DATA UNDER STUDY:
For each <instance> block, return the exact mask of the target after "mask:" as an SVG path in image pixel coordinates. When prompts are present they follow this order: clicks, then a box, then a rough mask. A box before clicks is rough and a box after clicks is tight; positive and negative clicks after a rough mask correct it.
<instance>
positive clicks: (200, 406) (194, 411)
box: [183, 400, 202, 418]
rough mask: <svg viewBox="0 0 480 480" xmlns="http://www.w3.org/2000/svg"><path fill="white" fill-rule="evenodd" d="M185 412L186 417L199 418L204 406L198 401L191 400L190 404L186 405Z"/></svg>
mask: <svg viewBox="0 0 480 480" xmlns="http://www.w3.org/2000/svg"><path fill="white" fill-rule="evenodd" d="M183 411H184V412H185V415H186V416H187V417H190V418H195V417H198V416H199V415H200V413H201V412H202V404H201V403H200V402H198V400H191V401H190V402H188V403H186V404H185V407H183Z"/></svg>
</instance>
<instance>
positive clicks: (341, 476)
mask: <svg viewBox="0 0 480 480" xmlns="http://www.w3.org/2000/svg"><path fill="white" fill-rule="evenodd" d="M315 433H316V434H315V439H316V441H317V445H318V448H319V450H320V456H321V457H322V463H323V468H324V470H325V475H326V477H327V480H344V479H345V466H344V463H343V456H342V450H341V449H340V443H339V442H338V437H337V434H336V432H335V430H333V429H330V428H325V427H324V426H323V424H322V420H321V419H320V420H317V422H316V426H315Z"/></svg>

EXERCISE DETAILS:
Starting at the line with "box: [183, 400, 202, 418]", retype each line through the final one in the data above, unchanged and with nothing added.

FINAL ANSWER:
box: [183, 400, 202, 418]
rough mask: <svg viewBox="0 0 480 480" xmlns="http://www.w3.org/2000/svg"><path fill="white" fill-rule="evenodd" d="M185 412L186 417L199 418L204 406L198 401L191 400L190 404L186 405Z"/></svg>
mask: <svg viewBox="0 0 480 480" xmlns="http://www.w3.org/2000/svg"><path fill="white" fill-rule="evenodd" d="M183 411H184V412H185V415H186V416H187V417H190V418H195V417H198V416H199V415H200V413H201V412H202V404H201V403H200V402H198V400H191V401H190V402H188V403H186V404H185V407H183Z"/></svg>
</instance>
<instance>
positive clicks: (341, 476)
mask: <svg viewBox="0 0 480 480" xmlns="http://www.w3.org/2000/svg"><path fill="white" fill-rule="evenodd" d="M315 433H316V434H315V439H316V441H317V445H318V448H319V450H320V456H321V457H322V463H323V468H324V470H325V475H326V477H327V480H344V479H345V466H344V463H343V456H342V450H341V449H340V443H339V442H338V437H337V434H336V432H335V430H333V429H330V428H325V427H324V426H323V424H322V420H321V419H320V420H317V422H316V426H315Z"/></svg>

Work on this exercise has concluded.